» Work item
Every line below between the line holding "Query: wooden desk" and the line holding "column 538, row 351", inclusive, should be repeated exactly, and all other lines omitted.

═══ The data ═══

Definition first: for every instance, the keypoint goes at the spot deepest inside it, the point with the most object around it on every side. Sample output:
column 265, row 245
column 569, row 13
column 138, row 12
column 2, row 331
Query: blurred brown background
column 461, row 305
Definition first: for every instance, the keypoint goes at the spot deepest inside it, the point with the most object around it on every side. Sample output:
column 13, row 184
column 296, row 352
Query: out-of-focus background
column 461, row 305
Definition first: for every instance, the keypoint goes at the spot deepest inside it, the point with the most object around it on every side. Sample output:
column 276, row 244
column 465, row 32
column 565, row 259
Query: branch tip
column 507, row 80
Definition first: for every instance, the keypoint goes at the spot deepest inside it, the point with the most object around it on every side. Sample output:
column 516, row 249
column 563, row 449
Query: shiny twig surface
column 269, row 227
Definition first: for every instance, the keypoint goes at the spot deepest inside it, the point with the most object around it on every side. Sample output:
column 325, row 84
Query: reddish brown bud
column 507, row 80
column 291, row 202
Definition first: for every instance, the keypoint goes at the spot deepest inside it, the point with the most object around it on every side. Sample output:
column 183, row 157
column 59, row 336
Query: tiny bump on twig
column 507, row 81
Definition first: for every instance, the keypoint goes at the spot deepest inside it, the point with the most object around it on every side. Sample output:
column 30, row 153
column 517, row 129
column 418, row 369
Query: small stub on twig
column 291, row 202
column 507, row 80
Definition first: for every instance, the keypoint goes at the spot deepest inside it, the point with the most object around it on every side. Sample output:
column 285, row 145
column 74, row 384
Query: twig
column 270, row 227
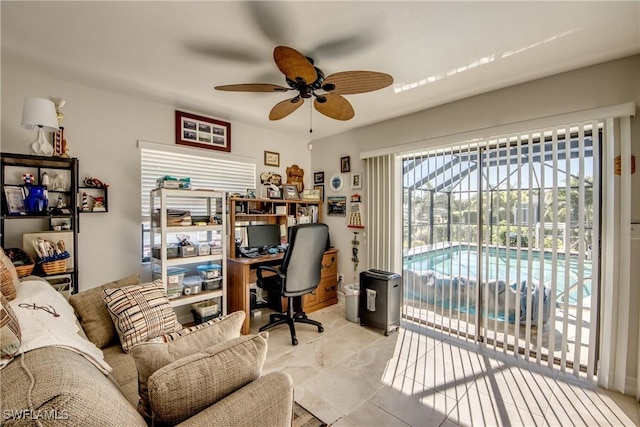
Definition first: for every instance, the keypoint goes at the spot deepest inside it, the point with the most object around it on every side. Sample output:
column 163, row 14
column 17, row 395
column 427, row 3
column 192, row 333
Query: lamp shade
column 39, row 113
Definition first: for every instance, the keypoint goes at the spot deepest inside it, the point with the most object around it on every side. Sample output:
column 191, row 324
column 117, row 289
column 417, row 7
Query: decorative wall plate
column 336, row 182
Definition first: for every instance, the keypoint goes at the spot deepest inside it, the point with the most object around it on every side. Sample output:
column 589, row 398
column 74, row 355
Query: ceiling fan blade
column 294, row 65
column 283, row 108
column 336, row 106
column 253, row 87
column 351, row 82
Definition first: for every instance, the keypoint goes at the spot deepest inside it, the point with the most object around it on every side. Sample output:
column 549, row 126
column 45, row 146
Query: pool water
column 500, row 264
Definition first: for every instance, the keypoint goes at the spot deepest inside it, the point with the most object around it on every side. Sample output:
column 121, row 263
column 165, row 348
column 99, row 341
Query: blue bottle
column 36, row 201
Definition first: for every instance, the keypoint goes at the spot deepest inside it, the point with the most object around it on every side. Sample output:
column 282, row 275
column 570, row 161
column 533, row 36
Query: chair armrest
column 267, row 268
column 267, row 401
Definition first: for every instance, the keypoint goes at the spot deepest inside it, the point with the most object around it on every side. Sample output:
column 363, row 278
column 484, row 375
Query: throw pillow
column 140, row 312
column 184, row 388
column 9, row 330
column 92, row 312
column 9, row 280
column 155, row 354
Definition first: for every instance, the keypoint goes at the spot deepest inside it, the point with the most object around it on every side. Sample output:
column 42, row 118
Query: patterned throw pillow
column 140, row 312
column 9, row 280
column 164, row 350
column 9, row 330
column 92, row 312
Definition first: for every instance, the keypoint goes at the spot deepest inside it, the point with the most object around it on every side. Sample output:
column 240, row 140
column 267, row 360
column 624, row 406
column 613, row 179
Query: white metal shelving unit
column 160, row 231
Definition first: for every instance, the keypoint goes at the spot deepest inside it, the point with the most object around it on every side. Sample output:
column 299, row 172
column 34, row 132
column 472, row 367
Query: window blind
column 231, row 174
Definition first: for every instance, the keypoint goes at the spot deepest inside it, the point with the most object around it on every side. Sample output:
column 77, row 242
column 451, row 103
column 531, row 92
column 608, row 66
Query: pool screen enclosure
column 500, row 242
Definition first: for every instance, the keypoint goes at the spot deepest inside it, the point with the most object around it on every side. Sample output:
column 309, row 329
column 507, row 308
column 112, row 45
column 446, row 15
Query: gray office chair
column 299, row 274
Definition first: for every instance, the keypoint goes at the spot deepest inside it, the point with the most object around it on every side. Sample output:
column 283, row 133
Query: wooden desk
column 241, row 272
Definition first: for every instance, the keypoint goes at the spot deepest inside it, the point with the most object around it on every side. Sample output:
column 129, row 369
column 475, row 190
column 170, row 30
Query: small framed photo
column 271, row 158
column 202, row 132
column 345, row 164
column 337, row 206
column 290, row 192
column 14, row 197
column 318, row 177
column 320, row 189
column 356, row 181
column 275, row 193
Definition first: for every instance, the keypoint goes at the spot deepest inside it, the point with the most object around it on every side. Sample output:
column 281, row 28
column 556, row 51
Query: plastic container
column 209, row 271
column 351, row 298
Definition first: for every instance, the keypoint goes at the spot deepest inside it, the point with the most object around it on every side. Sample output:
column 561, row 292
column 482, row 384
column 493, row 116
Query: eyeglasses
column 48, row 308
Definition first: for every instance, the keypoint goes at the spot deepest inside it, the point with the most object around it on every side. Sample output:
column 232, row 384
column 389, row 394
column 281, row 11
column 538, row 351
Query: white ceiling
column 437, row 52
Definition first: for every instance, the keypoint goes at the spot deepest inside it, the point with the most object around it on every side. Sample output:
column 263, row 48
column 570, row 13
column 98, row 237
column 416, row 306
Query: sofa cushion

═══
═══ The data ═══

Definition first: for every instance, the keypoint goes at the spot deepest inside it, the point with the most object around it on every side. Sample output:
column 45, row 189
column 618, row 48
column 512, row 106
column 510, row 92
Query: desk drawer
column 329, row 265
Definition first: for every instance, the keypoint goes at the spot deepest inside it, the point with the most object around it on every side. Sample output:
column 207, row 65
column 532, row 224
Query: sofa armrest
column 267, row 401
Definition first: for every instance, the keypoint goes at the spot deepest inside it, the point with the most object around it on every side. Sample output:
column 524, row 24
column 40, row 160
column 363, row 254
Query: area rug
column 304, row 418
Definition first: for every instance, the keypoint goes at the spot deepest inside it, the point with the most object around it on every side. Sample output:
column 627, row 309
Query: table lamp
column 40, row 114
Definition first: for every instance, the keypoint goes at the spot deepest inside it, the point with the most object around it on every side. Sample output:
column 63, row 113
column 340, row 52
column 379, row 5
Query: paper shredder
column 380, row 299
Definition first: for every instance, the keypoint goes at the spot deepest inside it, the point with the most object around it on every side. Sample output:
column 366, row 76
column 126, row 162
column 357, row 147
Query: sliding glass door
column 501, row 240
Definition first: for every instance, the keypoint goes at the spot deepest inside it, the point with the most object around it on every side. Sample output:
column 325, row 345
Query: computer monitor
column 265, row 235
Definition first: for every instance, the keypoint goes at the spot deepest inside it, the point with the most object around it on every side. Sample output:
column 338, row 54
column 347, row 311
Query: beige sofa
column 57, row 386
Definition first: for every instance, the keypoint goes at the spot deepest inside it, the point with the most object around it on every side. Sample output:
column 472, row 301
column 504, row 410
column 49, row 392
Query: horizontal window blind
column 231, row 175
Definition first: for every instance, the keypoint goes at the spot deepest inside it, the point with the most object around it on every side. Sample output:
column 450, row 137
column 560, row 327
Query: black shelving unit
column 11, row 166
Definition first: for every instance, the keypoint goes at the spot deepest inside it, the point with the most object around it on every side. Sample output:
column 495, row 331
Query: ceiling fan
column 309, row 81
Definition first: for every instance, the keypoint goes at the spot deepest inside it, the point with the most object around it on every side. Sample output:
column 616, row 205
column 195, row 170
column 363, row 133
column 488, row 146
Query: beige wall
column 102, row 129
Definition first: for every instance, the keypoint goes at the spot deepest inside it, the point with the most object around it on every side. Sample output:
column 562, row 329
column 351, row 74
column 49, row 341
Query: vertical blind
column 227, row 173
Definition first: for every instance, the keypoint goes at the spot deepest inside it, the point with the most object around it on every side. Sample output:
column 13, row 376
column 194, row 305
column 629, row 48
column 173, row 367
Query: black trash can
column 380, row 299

═══
═══ The data ═══

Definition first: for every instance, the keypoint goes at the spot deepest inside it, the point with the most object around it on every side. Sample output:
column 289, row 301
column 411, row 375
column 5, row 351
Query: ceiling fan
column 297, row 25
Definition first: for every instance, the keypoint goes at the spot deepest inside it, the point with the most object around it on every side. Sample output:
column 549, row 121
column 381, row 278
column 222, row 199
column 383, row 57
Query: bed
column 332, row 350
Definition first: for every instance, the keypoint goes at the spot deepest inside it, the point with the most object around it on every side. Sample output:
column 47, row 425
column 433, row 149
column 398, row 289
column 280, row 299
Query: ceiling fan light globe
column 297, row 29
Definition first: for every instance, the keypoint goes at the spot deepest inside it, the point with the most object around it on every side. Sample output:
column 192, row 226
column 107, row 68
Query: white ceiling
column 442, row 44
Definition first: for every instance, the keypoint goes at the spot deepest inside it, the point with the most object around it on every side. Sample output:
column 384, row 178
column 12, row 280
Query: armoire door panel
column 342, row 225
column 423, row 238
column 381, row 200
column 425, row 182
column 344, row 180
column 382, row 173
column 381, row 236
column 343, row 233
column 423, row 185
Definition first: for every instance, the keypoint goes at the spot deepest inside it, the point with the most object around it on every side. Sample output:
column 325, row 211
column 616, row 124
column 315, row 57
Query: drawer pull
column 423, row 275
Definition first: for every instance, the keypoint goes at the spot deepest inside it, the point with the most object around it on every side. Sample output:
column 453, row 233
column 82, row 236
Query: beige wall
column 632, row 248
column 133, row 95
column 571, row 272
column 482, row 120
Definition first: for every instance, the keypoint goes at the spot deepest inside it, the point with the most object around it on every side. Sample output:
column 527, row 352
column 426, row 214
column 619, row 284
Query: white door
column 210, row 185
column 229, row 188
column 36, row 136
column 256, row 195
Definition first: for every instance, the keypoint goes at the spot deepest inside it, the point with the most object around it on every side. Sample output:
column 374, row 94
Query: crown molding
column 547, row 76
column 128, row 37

═══

» Reply to the exercise
Query: wooden desk
column 241, row 272
Definition first: for every instance, the keypoint goes at the spot deepest inside it, the point with the most object around it on every side. Sample output:
column 129, row 369
column 475, row 190
column 170, row 30
Query: small framed photo
column 271, row 158
column 202, row 132
column 345, row 164
column 337, row 206
column 290, row 192
column 14, row 197
column 318, row 177
column 320, row 189
column 356, row 181
column 275, row 193
Definition first: for every instance, the keypoint goes at the spot deepest inside it, the point with the most object around it on every side. Sample output:
column 281, row 28
column 556, row 51
Query: plastic container
column 209, row 271
column 351, row 298
Definition first: for every instance, the keypoint goes at the spot deepest inside it, the point with the most object around it on every side. Sample output:
column 561, row 292
column 482, row 384
column 493, row 116
Query: eyeglasses
column 48, row 308
Definition first: for every instance, the keypoint goes at the spot deepest inside it, the point with the most object around it on every side. Sample output:
column 232, row 384
column 389, row 394
column 281, row 11
column 538, row 351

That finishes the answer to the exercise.